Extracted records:
+-------+

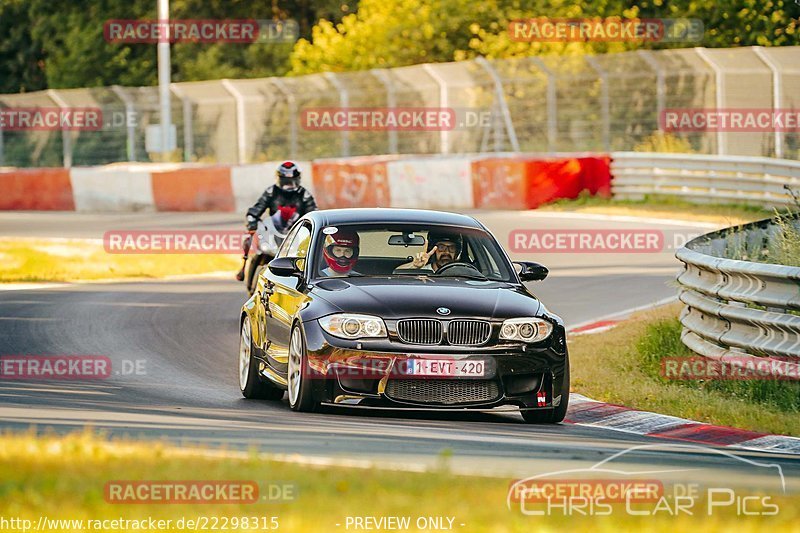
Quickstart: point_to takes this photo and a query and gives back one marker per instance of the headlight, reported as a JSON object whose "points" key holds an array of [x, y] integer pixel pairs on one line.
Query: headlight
{"points": [[526, 329], [351, 326]]}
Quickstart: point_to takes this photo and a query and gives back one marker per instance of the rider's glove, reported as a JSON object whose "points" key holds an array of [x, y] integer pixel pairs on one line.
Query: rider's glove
{"points": [[252, 223]]}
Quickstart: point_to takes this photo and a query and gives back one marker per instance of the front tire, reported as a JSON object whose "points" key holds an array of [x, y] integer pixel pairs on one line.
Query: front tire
{"points": [[555, 415], [250, 383], [300, 393]]}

+-------+

REQUIRED WORK:
Render the items above as a two-column CSV with the header columns "prompt" and "answer", giving one row per item with its text and its answer each in a single quoted field and any line breaks turned into spaces. Leave the pictures out.

ANSWER TO THIS EXERCISE:
prompt,answer
"Quickstart: point_to takes this photo and a query and gives back one marker per instance of the headlight, reported as a JSON object whose ""points"" key holds an array of [x, y] integer pixel pairs on one line. Query: headlight","{""points"": [[526, 329], [351, 326]]}"
"Quickstart: point_to takes this photo and a query and gives back one marker per instance of the rider's glove, reported as a JSON object whose ""points"" key holds an array of [x, y] integer pixel pairs on one line. Query: rider's glove","{""points"": [[252, 223]]}"
"Quickstart: point_to takes this photo and a query and gives back one marker per instance of the front tire, reported as a JSON object whose ""points"" key holds an array of [x, y] integer pixel pairs on one line. Query: front tire","{""points"": [[555, 415], [250, 383], [300, 393]]}"